§ **To do**
Write out every entry exactly as it appears.

::::

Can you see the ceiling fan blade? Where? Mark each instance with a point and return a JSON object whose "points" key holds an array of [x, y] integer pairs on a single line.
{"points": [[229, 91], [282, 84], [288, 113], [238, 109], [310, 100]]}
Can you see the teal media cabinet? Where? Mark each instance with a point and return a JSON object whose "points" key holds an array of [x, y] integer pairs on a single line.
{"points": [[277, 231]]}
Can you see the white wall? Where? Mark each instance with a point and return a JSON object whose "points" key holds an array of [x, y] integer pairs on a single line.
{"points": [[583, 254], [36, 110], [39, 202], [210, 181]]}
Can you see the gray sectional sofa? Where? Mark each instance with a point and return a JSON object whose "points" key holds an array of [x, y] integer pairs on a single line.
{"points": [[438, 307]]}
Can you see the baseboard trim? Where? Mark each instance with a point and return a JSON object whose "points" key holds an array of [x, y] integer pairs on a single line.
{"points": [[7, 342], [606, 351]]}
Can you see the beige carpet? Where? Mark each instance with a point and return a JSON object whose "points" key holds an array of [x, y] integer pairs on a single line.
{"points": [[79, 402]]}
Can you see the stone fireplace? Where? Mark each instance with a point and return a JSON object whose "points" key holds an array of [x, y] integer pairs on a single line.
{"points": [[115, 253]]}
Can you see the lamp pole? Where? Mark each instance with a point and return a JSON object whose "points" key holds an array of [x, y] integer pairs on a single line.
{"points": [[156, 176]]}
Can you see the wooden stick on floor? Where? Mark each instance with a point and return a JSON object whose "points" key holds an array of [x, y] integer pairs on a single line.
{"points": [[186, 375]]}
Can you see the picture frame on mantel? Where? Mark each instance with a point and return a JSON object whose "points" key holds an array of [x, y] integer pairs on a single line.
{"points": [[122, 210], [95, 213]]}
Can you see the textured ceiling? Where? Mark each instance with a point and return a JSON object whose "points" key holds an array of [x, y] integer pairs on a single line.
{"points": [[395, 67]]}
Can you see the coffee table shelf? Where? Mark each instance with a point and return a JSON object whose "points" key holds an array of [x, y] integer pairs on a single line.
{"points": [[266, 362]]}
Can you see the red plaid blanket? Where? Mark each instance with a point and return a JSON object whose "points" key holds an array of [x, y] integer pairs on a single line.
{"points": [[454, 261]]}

::::

§ **Response to this task**
Can you see the ceiling fan blade? Where? Mark each instance with a point and return a JSON object whose "points" key holds an array of [x, y] integer pairs on a single line.
{"points": [[229, 91], [282, 84], [288, 113], [238, 109], [310, 100]]}
Can you see the teal media cabinet? Where? Mark each instance with a point and return a JSON object whose "points" key holds an array of [x, y] integer pairs on a single line.
{"points": [[277, 231]]}
Can you see the white wall? Where? Mark each instance with a point and return a JSON object whose "points" key holds an array of [x, y] integer pairs on a single line.
{"points": [[583, 254], [36, 110], [39, 202], [210, 181]]}
Can you see the gray sectional sofa? Where? Mark each instance with a point and return a JSON object whose "points" key holds an array of [x, y] integer pairs on a single line.
{"points": [[438, 307]]}
Can you see the baseboard trim? Where? Mark each instance with a point and return a JSON object whose "points" key holds an array of [x, y] integer pairs on a single line.
{"points": [[7, 342], [606, 351]]}
Can you see the beige carpet? Where? Mark each instance with a point and return a JSON object whose "points" key holds an array of [x, y] integer pairs on a single line.
{"points": [[79, 402]]}
Can you see the stone fireplace? Where? Mark each instance with a point and return a JSON object whose "points" key holds an array of [x, y] integer pairs on a single line.
{"points": [[115, 253]]}
Can you see the lamp pole? Where? Mark each instance with a point and return a JSON object whose "points" key holds an array of [x, y] integer pairs on a single line.
{"points": [[156, 176]]}
Can you see the wooden stick on floor? Where? Mark each instance with a point and return a JSON object whose "points" key holds an array of [x, y] integer pairs on a single line.
{"points": [[186, 375]]}
Can you see the picture frame on mantel? Where? Mark each instance with a point and return a JSON object whose "points" key holds an array of [x, y] integer pairs on a single line.
{"points": [[122, 210], [95, 213]]}
Can you see the textured ceiling? Where? Mark each instance with a point and return a JSON object whose "points" key holds an array of [x, y] integer pairs on a single line.
{"points": [[395, 67]]}
Can you see the coffee table shelf? Where? Mark each instance with a point and return a JSON object whose "points" key holds an array of [x, y] integer pairs on a single line.
{"points": [[266, 362]]}
Can you see the red plaid blanket? Where? Mark each instance with a point and return a JSON object whose "points" key holds an array of [x, y] integer pairs on a single line.
{"points": [[454, 261]]}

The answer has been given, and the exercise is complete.